━━ Seitenauszug ━━

Die Generalstaatsanwaltschaft Dresden ermittelt gegen 25 Beamte des MEK Leipzig und eine Polizeiärztin. © Peter Gercke/dpa (Symbolfoto)

Dresden. Nach Bekanntwerden eines obskuren Aufnahmerituals bei einer Spezialeinheit der sächsischen Polizei steht weitere Aufarbeitung an. Grünen-Innenpolitiker Valentin Lippmann sagte nach einer Sitzung des Innenausschusses im Landtag am Donnerstag, für ihn bleibe vor allem die Frage offen, ob es entsprechende Rituale bei den Mobilen Einsatzkommandos (MEK) auch in der Vergangenheit und an anderen Standorten gegeben habe. Linken-Politikerin Jule Nagel twitterte, es sei um die Fragen gegangen, ob das gängige Rituale in der Polizei seien und was noch komme.

━━━
━━ Datensätze ━━

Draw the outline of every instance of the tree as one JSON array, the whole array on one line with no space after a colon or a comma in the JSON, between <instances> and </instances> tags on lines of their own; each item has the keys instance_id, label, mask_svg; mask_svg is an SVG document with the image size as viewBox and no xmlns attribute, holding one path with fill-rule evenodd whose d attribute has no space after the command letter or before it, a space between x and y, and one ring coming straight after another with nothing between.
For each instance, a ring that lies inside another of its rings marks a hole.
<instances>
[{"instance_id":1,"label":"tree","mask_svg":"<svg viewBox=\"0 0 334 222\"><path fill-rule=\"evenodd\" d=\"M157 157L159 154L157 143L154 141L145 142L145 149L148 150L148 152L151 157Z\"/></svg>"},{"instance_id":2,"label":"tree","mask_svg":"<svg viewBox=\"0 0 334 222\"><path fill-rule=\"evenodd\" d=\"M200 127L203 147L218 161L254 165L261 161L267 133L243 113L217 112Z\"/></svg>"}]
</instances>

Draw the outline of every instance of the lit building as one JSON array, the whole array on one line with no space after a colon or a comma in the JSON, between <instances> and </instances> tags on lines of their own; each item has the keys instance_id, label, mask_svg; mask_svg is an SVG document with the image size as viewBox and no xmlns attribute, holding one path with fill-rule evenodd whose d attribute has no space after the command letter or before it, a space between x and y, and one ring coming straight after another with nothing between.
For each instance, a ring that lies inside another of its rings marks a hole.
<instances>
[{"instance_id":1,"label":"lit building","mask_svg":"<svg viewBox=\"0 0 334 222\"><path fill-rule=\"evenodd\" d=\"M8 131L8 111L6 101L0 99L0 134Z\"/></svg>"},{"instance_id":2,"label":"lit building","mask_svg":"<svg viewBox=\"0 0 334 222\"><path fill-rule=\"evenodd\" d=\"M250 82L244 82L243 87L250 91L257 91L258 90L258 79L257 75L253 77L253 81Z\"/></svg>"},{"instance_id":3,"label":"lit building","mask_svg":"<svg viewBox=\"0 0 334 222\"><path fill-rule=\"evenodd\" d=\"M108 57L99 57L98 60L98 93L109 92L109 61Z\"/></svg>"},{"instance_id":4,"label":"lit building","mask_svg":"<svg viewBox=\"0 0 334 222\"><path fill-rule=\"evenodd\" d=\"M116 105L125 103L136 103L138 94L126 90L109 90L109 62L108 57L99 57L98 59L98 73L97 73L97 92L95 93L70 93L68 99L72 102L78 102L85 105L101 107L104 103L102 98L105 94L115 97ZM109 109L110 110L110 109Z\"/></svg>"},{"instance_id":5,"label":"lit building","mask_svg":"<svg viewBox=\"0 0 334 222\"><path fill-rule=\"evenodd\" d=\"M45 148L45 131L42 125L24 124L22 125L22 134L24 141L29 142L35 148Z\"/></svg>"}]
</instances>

━━━

Anforderungen:
a) Formatiere die Zeilen der Datensätze als nummerierte Liste ohne Leerzeilen, beginnend mit der Zeile mit „Draw the outline of every instance of the lit“ bis zum Ende der Datensätze.
b) Führe den Bericht über das Aufnahmeritual beim sächsischen MEK im Anschluss an seinen letzten Satz weiter.

Antworten der Reihe nach:
a)
1. Draw the outline of every instance of the lit building as one JSON array, the whole array on one line with no space after a colon or a comma in the JSON, between <instances> and </instances> tags on lines of their own; each item has the keys instance_id, label, mask_svg; mask_svg is an SVG document with the image size as viewBox and no xmlns attribute, holding one path with fill-rule evenodd whose d attribute has no space after the command letter or before it, a space between x and y, and one ring coming straight after another with nothing between.
2. For each instance, a ring that lies inside another of its rings marks a hole.
3. <instances>
4. [{"instance_id":1,"label":"lit building","mask_svg":"<svg viewBox=\"0 0 334 222\"><path fill-rule=\"evenodd\" d=\"M8 131L8 111L6 101L0 99L0 134Z\"/></svg>"},{"instance_id":2,"label":"lit building","mask_svg":"<svg viewBox=\"0 0 334 222\"><path fill-rule=\"evenodd\" d=\"M250 82L244 82L243 87L250 91L257 91L258 90L258 79L257 75L253 77L253 81Z\"/></svg>"},{"instance_id":3,"label":"lit building","mask_svg":"<svg viewBox=\"0 0 334 222\"><path fill-rule=\"evenodd\" d=\"M108 57L99 57L98 60L98 93L109 92L109 61Z\"/></svg>"},{"instance_id":4,"label":"lit building","mask_svg":"<svg viewBox=\"0 0 334 222\"><path fill-rule=\"evenodd\" d=\"M116 105L125 103L136 103L138 94L126 90L109 90L109 62L108 57L99 57L98 59L98 73L97 73L97 92L95 93L70 93L68 99L72 102L78 102L85 105L101 107L104 103L102 98L105 94L115 97ZM109 109L110 110L110 109Z\"/></svg>"},{"instance_id":5,"label":"lit building","mask_svg":"<svg viewBox=\"0 0 334 222\"><path fill-rule=\"evenodd\" d=\"M45 148L45 131L42 125L24 124L22 125L22 134L24 141L29 142L35 148Z\"/></svg>"}]
5. </instances>

b)
Die Generalstaatsanwaltschaft Dresden hatte am Mittwoch mitgeteilt, dass sie gegen 25 Beamte des MEK Leipzig und eine Polizeiärztin ermittle. Bei einer Abschlussprozedur für zwei neue MEK-Angehörige sei einer der beiden von Schüssen aus einer Übungswaffe getroffen und verletzt worden. Es sei Farbmunition abgefeuert worden. Das Landeskriminalamt hatte mitgeteilt, dass zwei Führungskräfte suspendiert wurden.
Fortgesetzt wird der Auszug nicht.